> [SELECTED TEXT]
===
All conceivable arguments for state schooling are refuted in "Archipelagos of Educational Chaos" by Benjamin Marks: http://mises.org/journals/jls/19_2/19_2_5.pdf
Compulsory reading for the dull-boys of the union. Any presumption in favour of government "causing success" at school is laughable self-interestedness.
Imagine if our food was supplied from government-dictated recipe books, state funding on political considerations, government-monopoly cook qualifications, and compulsory attendance to consume the product, . How do you think the result might compare with what a free society can offer in terms of food? This discussion should have been redundant many decades ago.
Government-dictated curriculum, attendance, funding and teacher qualifications are a recipe for bad outcomes, not just in terms of education, but in terms of rampant state-worship, rampant state symbiosis with the intellectual class, rampant state take-over of all aspects of society.
===
Records:

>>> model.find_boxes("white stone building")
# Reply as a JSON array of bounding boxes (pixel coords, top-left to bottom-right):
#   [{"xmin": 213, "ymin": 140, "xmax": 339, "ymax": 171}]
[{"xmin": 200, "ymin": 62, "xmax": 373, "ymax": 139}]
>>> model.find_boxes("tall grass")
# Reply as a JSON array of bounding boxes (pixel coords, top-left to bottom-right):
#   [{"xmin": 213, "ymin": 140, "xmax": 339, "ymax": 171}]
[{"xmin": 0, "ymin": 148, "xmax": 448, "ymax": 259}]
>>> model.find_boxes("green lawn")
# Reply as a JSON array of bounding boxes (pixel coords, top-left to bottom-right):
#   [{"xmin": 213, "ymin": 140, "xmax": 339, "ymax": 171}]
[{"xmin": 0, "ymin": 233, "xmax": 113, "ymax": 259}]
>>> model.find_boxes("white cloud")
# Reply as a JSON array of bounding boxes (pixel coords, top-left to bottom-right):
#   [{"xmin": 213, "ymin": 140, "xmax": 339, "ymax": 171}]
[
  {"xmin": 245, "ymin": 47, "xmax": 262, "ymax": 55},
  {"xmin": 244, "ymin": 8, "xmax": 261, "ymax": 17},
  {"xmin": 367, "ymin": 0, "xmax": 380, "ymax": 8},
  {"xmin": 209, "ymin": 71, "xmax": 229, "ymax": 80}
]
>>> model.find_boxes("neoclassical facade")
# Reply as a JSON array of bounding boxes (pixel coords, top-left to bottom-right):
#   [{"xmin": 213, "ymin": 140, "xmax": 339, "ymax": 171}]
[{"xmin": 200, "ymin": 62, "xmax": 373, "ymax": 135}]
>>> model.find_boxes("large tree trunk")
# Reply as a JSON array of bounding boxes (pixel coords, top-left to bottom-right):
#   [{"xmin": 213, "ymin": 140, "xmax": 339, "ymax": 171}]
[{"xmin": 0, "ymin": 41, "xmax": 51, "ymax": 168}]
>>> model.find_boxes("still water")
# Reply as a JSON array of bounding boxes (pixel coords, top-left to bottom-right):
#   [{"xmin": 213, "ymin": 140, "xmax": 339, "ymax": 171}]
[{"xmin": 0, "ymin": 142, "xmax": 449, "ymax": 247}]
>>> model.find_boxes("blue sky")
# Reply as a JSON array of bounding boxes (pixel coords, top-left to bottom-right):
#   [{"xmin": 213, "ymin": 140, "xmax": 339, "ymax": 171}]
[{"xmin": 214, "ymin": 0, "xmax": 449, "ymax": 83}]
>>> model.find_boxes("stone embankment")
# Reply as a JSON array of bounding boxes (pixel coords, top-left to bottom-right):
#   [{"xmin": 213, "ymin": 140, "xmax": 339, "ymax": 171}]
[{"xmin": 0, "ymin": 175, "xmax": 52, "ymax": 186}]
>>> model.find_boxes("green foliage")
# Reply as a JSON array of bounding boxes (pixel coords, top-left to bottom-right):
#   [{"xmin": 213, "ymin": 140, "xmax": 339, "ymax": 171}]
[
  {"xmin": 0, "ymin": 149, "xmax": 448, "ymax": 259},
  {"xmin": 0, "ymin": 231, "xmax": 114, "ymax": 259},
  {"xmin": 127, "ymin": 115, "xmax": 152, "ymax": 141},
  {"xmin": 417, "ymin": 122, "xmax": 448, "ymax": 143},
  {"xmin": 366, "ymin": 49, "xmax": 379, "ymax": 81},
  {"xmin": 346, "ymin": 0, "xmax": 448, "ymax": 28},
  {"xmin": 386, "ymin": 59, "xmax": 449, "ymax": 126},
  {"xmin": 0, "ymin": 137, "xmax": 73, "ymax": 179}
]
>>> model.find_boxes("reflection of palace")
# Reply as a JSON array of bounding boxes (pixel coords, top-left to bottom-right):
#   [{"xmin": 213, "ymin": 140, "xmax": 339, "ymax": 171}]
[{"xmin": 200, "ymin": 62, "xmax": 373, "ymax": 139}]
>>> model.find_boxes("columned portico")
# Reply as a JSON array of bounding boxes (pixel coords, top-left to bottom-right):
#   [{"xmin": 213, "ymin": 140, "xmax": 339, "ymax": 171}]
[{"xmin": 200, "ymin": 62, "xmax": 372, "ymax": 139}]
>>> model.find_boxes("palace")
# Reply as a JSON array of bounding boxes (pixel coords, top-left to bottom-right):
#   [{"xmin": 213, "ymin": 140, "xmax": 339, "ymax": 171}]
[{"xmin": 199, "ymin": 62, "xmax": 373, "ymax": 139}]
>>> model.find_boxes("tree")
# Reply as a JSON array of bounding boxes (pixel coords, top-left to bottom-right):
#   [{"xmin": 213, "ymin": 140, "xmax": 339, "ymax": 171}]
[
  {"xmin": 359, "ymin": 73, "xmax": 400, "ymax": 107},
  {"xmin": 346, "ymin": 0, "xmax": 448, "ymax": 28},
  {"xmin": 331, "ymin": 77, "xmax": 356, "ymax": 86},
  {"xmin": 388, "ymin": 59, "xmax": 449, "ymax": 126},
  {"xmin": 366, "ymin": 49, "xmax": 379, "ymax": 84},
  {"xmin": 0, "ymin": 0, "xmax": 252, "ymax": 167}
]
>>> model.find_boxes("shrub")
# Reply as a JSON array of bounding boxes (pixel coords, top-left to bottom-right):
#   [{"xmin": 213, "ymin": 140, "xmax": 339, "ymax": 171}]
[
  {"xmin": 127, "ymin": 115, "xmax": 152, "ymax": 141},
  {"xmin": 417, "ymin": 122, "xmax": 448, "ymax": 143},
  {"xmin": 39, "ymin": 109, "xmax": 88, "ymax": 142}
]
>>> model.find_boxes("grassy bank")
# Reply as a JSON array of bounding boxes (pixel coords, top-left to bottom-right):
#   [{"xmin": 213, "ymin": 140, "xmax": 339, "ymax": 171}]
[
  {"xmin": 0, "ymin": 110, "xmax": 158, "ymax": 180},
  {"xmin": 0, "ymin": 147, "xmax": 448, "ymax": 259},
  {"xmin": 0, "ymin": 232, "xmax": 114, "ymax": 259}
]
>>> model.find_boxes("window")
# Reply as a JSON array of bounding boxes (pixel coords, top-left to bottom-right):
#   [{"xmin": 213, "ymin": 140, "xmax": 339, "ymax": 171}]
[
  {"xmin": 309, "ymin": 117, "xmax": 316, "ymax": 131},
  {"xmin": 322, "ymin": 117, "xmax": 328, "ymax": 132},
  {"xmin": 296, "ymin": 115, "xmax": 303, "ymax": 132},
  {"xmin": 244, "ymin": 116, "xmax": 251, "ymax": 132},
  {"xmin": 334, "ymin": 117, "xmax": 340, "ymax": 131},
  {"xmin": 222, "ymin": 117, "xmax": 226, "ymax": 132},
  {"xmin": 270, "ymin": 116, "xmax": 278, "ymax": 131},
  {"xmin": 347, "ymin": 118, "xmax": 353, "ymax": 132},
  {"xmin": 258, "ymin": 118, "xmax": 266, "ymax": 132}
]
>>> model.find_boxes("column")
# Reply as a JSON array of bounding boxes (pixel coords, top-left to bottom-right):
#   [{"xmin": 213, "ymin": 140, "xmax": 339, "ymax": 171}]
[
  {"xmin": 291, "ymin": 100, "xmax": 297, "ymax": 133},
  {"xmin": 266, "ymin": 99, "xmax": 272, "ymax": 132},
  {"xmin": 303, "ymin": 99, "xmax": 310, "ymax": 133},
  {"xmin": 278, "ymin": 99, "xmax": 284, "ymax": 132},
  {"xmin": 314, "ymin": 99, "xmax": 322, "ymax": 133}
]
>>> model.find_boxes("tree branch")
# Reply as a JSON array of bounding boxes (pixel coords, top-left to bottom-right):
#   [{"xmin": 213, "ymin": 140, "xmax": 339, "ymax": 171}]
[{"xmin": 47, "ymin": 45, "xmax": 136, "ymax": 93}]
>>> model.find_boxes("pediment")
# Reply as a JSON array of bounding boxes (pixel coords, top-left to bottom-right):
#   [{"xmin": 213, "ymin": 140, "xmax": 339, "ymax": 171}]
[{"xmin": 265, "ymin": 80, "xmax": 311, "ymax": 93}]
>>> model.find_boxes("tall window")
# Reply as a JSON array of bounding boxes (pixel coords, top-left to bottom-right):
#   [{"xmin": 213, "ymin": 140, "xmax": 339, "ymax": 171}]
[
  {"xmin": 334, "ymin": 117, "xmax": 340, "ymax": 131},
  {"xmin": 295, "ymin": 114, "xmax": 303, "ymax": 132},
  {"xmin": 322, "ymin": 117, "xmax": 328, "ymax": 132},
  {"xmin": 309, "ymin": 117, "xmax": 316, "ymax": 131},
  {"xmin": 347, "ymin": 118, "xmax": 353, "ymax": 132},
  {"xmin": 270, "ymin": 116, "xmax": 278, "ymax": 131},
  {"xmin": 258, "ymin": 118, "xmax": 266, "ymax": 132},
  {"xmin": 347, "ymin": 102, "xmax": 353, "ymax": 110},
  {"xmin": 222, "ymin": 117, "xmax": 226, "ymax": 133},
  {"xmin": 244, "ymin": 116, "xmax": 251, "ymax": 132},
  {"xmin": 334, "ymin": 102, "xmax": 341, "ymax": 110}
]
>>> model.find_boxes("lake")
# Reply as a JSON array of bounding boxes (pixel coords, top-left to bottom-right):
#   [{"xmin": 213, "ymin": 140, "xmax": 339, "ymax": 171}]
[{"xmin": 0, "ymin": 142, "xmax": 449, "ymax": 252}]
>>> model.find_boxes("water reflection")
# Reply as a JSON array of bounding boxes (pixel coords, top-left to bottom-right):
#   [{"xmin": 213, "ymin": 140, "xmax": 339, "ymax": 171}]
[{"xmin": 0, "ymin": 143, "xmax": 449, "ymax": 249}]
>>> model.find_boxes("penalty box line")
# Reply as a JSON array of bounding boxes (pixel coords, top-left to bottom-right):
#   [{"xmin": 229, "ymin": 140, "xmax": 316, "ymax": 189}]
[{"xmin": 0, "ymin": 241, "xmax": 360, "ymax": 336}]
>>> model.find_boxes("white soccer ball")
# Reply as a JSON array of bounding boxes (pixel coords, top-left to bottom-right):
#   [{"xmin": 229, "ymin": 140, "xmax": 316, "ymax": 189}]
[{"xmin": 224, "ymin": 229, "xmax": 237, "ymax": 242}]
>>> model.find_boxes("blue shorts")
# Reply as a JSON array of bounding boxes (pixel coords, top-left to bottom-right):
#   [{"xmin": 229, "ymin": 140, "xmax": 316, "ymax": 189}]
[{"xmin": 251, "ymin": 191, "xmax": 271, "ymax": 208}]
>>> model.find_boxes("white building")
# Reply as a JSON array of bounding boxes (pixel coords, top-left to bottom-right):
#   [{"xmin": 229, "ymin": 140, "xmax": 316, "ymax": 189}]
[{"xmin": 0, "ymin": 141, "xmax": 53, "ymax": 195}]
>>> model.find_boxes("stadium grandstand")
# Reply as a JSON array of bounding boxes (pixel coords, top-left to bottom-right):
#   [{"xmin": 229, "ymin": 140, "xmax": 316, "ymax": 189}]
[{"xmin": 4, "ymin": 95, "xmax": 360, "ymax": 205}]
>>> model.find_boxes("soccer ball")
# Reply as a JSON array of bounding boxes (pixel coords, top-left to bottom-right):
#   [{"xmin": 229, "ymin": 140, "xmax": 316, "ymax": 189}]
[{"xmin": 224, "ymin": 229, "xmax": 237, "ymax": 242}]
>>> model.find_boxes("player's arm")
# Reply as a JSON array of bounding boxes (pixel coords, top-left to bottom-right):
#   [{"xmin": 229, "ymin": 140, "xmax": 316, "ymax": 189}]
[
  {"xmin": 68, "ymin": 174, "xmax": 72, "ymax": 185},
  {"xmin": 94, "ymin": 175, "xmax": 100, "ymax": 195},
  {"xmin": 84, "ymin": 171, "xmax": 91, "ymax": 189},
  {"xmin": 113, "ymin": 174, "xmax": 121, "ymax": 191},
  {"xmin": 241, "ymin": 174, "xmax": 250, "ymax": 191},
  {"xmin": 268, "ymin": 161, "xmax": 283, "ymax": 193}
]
===
> [CHALLENGES]
**A.** According to the passage on state schooling, which four government-controlled aspects of education form a recipe for bad outcomes?
**B.** Carry on the passage on state schooling from its last sentence, keeping its argument and tone.
The records have no connection to the passage on state schooling.

> [SET OF ANSWERS]
**A.** Government-dictated curriculum, attendance, funding and teacher qualifications.

**B.**
Or imagine if a particular religion were given the power to compel the population to send their children for compulsory education/indoctrination/progaganda - the content being entirely in the discretion of the church. And the power to compel everyone to pay for it, whether or not they agreed, or even strongly disagreed on principle.
What do you think the union might say to that arrangement?
Education would be better in quality, diversity, fitness for purpose, and value for money if state involvement were abolished; and the established religion of the state sect monopolists had to compete for the public's patronage like everyone else.